### Challenge
Reproduce verbatim the final portion of the material below, from the line containing "request: draw the outline of every instance of the green" through its last line, and nothing else.

____________________

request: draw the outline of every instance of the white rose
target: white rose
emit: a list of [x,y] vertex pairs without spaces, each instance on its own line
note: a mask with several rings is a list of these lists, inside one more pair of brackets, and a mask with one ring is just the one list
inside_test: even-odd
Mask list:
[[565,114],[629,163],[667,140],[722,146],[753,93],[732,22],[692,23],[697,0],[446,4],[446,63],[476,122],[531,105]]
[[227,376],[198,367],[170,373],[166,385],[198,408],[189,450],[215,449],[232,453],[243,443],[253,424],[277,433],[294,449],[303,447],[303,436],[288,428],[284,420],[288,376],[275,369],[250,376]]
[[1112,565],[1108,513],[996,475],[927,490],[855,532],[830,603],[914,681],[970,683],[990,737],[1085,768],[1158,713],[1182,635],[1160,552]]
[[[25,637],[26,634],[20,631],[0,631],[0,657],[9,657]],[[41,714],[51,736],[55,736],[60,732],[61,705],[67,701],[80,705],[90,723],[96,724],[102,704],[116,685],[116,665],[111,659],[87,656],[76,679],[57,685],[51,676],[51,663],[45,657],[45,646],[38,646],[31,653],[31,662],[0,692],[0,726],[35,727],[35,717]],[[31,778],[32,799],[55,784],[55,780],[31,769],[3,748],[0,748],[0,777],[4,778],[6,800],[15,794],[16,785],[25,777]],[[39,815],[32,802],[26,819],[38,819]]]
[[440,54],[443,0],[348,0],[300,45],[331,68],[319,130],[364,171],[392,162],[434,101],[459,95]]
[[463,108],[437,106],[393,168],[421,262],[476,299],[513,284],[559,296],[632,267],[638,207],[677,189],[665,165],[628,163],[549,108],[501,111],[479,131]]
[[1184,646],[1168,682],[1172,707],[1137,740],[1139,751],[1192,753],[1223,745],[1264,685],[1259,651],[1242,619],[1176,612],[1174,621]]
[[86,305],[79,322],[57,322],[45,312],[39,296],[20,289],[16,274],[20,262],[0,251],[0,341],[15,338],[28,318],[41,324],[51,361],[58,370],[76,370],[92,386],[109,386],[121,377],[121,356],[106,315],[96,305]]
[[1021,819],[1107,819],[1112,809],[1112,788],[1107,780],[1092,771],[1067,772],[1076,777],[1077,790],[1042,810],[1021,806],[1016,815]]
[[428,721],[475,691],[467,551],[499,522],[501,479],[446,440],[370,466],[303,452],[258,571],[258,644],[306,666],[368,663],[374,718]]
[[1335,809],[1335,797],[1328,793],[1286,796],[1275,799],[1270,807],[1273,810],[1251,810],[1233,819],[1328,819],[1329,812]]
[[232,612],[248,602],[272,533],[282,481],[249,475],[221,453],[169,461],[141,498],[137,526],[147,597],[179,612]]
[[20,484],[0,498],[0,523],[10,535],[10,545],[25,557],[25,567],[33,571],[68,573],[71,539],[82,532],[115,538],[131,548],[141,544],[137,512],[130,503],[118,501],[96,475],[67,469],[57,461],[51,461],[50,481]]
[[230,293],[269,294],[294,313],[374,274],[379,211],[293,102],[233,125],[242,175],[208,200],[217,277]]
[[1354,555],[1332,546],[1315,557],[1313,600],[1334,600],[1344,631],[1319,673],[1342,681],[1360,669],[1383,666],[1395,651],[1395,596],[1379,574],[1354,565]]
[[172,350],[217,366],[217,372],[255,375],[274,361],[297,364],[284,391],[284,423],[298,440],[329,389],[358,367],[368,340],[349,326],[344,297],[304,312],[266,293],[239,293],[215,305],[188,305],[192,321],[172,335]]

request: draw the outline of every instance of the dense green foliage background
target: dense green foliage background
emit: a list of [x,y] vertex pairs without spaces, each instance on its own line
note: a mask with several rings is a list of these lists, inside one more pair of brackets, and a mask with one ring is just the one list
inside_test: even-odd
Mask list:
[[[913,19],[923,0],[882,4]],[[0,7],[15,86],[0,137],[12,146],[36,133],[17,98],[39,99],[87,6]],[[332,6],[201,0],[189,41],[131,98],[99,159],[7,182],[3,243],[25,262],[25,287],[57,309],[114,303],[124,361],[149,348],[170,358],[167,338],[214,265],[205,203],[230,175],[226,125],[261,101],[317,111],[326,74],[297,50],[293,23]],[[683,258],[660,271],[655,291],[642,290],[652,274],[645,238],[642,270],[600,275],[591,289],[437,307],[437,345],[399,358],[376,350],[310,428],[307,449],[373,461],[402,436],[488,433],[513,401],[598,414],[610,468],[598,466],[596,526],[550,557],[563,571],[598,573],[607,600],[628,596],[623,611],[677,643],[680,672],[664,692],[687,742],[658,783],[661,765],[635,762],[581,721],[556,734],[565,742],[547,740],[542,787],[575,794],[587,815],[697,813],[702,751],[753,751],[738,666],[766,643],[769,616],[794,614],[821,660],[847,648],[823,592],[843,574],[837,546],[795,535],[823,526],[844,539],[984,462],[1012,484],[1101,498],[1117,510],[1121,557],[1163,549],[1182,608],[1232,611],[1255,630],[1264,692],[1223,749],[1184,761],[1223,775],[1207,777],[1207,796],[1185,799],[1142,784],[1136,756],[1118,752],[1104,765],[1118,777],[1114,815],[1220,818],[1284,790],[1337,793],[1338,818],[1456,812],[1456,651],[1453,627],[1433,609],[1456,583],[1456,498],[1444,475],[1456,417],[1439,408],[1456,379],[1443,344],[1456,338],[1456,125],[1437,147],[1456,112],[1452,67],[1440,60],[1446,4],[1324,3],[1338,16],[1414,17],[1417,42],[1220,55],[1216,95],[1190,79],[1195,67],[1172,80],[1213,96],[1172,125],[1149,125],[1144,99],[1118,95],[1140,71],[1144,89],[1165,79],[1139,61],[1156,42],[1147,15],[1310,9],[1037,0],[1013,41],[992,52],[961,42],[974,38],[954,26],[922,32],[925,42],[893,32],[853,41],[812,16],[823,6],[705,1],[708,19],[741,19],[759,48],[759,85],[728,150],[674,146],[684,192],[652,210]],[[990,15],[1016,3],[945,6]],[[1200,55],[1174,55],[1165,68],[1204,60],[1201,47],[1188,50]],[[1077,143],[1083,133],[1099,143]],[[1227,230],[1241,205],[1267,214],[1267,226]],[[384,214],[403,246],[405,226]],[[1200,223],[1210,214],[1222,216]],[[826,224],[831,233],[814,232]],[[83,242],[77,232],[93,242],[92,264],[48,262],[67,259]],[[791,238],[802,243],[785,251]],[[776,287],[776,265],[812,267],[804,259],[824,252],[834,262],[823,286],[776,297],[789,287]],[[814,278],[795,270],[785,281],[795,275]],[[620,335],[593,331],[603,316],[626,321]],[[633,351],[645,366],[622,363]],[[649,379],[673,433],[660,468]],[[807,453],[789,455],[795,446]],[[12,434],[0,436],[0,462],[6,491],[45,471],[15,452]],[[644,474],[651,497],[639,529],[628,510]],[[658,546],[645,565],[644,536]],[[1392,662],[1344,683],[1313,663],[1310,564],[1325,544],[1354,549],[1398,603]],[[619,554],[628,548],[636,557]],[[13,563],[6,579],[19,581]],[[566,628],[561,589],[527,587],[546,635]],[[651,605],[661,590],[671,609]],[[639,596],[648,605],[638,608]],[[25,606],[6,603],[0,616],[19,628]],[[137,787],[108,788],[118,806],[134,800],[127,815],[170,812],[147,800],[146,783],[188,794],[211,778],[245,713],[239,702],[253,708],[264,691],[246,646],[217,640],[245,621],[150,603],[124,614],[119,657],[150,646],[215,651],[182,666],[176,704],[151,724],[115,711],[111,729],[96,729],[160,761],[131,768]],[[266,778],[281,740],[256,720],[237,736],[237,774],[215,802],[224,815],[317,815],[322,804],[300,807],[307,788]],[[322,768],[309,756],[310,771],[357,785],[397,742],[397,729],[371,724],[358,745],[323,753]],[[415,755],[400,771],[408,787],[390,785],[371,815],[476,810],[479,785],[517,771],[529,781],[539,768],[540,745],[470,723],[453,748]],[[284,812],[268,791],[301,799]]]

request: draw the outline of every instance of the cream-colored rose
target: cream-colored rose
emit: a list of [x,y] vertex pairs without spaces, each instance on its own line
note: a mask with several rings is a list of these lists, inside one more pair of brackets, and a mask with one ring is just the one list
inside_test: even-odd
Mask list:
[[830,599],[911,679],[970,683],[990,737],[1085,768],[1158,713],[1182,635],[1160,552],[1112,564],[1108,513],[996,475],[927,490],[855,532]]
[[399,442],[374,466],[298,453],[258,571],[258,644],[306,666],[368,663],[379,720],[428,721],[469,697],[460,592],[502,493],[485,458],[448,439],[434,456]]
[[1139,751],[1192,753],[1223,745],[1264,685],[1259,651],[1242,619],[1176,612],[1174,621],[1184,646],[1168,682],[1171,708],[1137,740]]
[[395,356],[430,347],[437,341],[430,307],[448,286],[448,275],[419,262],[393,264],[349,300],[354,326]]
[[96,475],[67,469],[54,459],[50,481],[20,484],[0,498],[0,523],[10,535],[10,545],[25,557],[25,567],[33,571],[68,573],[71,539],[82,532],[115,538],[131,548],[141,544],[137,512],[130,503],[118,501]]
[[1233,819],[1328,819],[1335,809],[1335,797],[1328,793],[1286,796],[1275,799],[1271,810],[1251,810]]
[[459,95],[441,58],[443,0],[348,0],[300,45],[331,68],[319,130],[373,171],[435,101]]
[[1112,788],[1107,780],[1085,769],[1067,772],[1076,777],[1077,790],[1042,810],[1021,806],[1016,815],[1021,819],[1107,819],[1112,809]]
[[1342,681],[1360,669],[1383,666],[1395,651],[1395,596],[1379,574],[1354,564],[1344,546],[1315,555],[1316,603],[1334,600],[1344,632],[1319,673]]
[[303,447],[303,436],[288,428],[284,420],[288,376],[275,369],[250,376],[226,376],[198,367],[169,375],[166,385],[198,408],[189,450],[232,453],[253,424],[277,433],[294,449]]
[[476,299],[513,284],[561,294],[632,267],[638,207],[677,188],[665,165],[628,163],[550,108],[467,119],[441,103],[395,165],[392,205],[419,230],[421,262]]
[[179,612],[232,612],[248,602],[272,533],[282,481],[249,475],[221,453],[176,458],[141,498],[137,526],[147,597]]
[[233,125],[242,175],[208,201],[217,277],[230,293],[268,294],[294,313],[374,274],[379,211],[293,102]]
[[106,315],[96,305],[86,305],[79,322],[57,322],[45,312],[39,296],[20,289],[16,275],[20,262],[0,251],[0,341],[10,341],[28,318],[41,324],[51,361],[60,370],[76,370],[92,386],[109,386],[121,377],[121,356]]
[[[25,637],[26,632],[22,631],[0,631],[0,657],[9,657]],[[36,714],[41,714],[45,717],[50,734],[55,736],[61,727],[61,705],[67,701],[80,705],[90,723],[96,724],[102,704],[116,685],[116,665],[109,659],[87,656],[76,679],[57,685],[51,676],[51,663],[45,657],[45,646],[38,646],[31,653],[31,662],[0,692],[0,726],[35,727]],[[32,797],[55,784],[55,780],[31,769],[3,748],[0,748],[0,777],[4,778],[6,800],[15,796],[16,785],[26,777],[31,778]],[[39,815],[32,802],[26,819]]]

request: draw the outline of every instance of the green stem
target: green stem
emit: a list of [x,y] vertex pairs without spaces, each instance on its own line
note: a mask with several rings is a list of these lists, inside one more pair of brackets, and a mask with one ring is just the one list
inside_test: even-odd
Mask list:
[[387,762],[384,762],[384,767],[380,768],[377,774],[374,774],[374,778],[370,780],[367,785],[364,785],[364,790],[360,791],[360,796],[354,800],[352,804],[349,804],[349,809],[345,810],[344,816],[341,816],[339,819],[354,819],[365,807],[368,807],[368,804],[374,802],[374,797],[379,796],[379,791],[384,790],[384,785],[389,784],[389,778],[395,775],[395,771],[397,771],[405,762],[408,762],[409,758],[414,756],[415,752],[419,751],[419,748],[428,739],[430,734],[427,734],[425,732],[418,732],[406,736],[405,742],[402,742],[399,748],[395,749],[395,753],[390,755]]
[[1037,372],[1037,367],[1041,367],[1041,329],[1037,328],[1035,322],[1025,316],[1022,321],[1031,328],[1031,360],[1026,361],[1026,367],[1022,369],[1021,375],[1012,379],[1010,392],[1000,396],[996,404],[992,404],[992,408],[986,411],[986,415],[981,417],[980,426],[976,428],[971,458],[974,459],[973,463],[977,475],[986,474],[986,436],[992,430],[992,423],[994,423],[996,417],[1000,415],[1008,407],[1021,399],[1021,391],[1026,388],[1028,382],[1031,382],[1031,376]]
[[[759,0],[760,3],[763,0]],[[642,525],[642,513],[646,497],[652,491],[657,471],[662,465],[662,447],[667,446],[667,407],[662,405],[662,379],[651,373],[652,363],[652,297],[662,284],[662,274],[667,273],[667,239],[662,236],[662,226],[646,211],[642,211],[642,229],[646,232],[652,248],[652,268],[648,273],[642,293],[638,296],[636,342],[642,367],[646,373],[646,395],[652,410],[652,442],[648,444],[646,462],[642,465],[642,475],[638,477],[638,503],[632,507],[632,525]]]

____________________

### Solution for this problem
request: draw the outline of every instance of the green stem
target: green stem
emit: a list of [x,y] vertex pairs without spaces, each instance on its own line
note: a mask with several rings is a list of these lists, inside one more pair of brackets, and a mask with one ring is just the one list
inside_test: even-odd
Mask list:
[[387,762],[384,762],[384,767],[380,768],[377,774],[374,774],[374,778],[370,780],[367,785],[364,785],[364,790],[360,791],[360,796],[354,800],[352,804],[349,804],[349,809],[345,810],[344,816],[341,816],[339,819],[354,819],[365,807],[368,807],[368,804],[374,802],[374,797],[379,796],[379,791],[384,790],[384,785],[389,784],[389,778],[395,775],[395,771],[397,771],[405,762],[408,762],[409,758],[414,756],[415,752],[419,751],[419,748],[428,739],[430,734],[427,734],[425,732],[418,732],[406,736],[405,742],[402,742],[399,748],[395,749],[395,753],[390,755]]
[[1037,372],[1037,367],[1041,367],[1041,329],[1037,328],[1035,322],[1025,316],[1022,321],[1031,328],[1031,360],[1026,361],[1026,367],[1022,369],[1021,375],[1012,379],[1010,392],[1000,396],[996,404],[992,404],[992,408],[986,411],[986,415],[981,417],[980,426],[976,428],[971,458],[974,459],[973,463],[977,475],[986,474],[986,436],[992,430],[992,423],[994,423],[996,417],[1000,415],[1008,407],[1021,399],[1021,391],[1026,388],[1028,382],[1031,382],[1031,376]]
[[[759,0],[760,3],[763,0]],[[642,525],[642,513],[646,497],[652,491],[657,471],[662,465],[662,447],[667,446],[667,407],[662,405],[662,379],[651,373],[652,363],[652,297],[662,284],[662,274],[667,273],[667,239],[662,236],[662,226],[646,211],[642,211],[642,229],[646,232],[652,248],[652,268],[648,273],[642,293],[638,296],[636,342],[642,367],[646,373],[646,395],[652,410],[652,442],[648,444],[646,462],[642,465],[642,475],[638,477],[638,503],[632,507],[632,525]]]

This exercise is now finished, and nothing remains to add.